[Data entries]
┌──
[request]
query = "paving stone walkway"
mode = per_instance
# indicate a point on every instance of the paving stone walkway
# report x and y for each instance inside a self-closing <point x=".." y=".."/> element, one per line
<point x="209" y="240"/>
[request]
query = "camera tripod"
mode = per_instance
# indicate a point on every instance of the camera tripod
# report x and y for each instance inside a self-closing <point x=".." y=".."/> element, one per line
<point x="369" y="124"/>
└──
Output every line of the items above as a JSON list of strings, one string per line, with blank lines left out.

» **Solution for this problem**:
[
  "[request]",
  "query = \"paving stone walkway\"",
  "mode = per_instance",
  "# indicate a point on every instance of the paving stone walkway",
  "# report x and y for each instance inside a self-closing <point x=\"..\" y=\"..\"/> element, one per line",
  "<point x=\"209\" y=\"240\"/>",
  "[request]",
  "query = \"camera tripod\"",
  "mode = per_instance",
  "# indicate a point on every instance of the camera tripod",
  "# report x and y for each instance inside a self-closing <point x=\"..\" y=\"..\"/> element, one per line",
  "<point x=\"369\" y=\"124\"/>"
]